> _Aim_: Lay out the lines below as a numbered list, leaving out blank lines and any pictures.

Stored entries
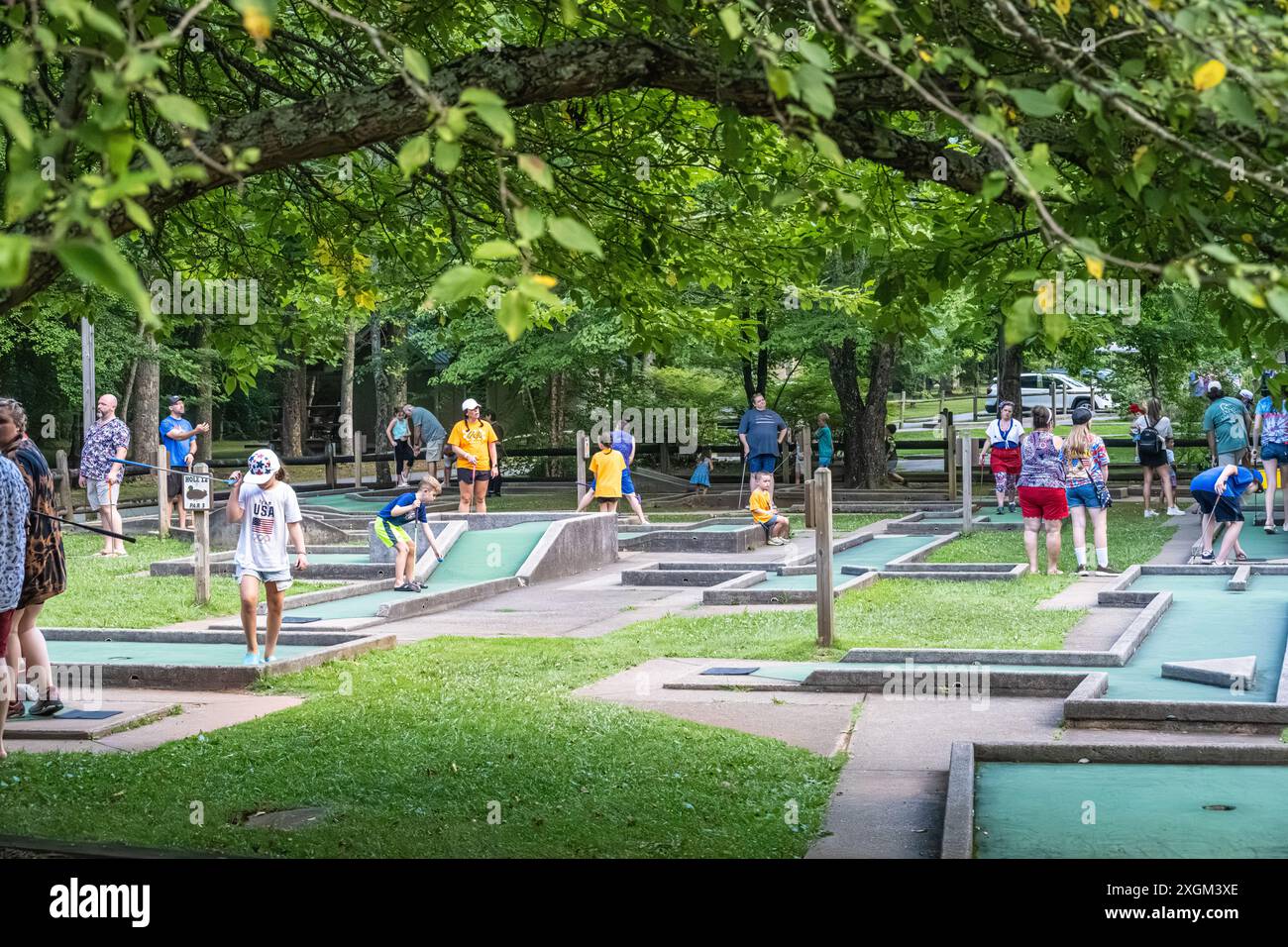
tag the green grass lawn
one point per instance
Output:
(411, 750)
(119, 592)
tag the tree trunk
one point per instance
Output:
(294, 408)
(205, 405)
(1010, 364)
(146, 403)
(351, 343)
(384, 475)
(863, 432)
(557, 420)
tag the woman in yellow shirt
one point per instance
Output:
(475, 445)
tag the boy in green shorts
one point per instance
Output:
(389, 527)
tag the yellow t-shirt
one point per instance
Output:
(606, 467)
(473, 438)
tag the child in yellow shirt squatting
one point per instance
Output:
(606, 467)
(763, 512)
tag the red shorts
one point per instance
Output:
(5, 626)
(1043, 502)
(1005, 460)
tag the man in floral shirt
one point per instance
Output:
(106, 444)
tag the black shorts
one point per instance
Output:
(174, 483)
(1228, 508)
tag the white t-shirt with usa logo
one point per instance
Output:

> _In response_:
1. tag the green grass lawn
2. one point per instance
3. Output:
4. (411, 750)
5. (119, 592)
6. tag the tree trunk
7. one point per instance
8. Output:
9. (294, 408)
10. (205, 405)
11. (1010, 364)
12. (146, 403)
13. (351, 343)
14. (384, 475)
15. (863, 432)
16. (557, 420)
17. tag the woman in yellow shirt
18. one point per instance
19. Output:
20. (475, 445)
21. tag the boy in green shorts
22. one point per instance
23. Output:
24. (389, 527)
25. tag the yellow t-shirt
26. one point per instance
27. Output:
28. (606, 467)
29. (473, 438)
30. tag the child in yellow shirt squatting
31. one point per instance
32. Output:
33. (606, 467)
34. (763, 512)
35. tag the red shorts
36. one point per instance
37. Output:
38. (5, 626)
39. (1043, 502)
40. (1005, 460)
41. tag the man in floral shirt
42. one point per instance
43. Output:
44. (106, 444)
45. tag the black shorts
46. one point per instance
47. Output:
48. (174, 483)
49. (1228, 508)
50. tag the white t-shirt with usa logo
51. one point per instance
52. Output:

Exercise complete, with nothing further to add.